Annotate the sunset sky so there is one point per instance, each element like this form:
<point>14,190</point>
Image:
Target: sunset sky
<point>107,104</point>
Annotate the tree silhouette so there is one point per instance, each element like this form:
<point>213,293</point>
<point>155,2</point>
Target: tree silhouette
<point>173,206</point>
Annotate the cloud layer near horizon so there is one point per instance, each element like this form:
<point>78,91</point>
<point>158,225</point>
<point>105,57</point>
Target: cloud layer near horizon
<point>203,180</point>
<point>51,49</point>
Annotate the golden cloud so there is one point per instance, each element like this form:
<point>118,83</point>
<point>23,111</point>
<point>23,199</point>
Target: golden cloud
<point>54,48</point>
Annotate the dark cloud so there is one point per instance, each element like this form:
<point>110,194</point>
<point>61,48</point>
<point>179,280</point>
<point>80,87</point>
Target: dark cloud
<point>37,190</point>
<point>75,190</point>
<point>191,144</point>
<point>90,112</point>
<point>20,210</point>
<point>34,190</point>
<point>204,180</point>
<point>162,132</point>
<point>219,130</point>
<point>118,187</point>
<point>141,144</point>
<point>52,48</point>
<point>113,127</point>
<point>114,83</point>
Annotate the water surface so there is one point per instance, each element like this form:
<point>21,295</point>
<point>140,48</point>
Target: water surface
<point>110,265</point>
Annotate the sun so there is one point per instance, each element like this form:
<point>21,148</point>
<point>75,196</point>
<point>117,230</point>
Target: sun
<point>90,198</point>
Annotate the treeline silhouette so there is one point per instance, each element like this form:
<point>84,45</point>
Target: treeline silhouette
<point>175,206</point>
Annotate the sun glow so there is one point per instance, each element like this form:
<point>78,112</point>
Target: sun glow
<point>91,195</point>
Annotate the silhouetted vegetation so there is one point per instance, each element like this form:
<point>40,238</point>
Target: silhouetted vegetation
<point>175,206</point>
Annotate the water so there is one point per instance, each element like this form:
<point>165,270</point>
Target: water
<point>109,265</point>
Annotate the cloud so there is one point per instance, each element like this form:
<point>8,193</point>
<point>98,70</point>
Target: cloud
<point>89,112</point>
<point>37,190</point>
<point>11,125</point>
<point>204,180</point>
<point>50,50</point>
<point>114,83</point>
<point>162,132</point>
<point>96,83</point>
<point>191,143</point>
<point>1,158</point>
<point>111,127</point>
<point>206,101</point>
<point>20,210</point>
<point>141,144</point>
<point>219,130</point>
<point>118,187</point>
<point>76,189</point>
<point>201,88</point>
------------------------------
> **Exercice court**: Retranscrivez mot pour mot l'ensemble des entrées ci-dessus.

> **Exercice corrigé**:
Annotate the sunset sky so there is one point per instance, each element like this form:
<point>14,190</point>
Image:
Target: sunset sky
<point>107,104</point>
Annotate the tree silhouette so there is one point per instance, each element like this form:
<point>213,293</point>
<point>155,2</point>
Target: tree silhouette
<point>173,206</point>
Annotate the cloud layer near horizon so there is one point per instance, each element like this form:
<point>78,91</point>
<point>158,225</point>
<point>105,57</point>
Target: cloud layer near horizon
<point>203,180</point>
<point>51,49</point>
Annotate the golden cloud so there is one point per instance, each element like this form:
<point>118,83</point>
<point>23,111</point>
<point>23,199</point>
Target: golden cloud
<point>54,48</point>
Annotate the dark cloud so there is one point per instance, each element like this form:
<point>110,194</point>
<point>61,48</point>
<point>179,280</point>
<point>80,87</point>
Target: dark cloud
<point>37,190</point>
<point>75,190</point>
<point>191,144</point>
<point>90,112</point>
<point>20,210</point>
<point>34,190</point>
<point>204,180</point>
<point>162,132</point>
<point>219,130</point>
<point>118,187</point>
<point>141,144</point>
<point>52,48</point>
<point>113,127</point>
<point>114,83</point>
Annotate the water surface so there is one point per instance, each element like this form:
<point>21,295</point>
<point>140,48</point>
Target: water surface
<point>110,265</point>
Annotate the sun so there is one point per instance, each element like this form:
<point>21,148</point>
<point>75,196</point>
<point>117,230</point>
Target: sun
<point>90,198</point>
Annotate the treeline silhouette so there is one point per instance, each element like this form:
<point>84,45</point>
Target: treeline silhouette
<point>175,206</point>
Annotate the sun glow so there is one point per instance, each element like this form:
<point>78,112</point>
Target: sun glow
<point>91,195</point>
Annotate the silhouetted vegetation so there is one point per instance, each element like this form:
<point>40,238</point>
Target: silhouetted vegetation
<point>175,206</point>
Annotate the water so there is one point per instance, each element like this form:
<point>165,270</point>
Target: water
<point>109,265</point>
Annotate the cloud so there is one point per instance, each element like this form:
<point>8,193</point>
<point>98,70</point>
Target: cloud
<point>89,112</point>
<point>37,190</point>
<point>11,125</point>
<point>204,180</point>
<point>50,50</point>
<point>114,83</point>
<point>162,132</point>
<point>96,83</point>
<point>191,143</point>
<point>1,158</point>
<point>111,127</point>
<point>206,101</point>
<point>20,210</point>
<point>141,144</point>
<point>219,130</point>
<point>118,187</point>
<point>76,189</point>
<point>201,88</point>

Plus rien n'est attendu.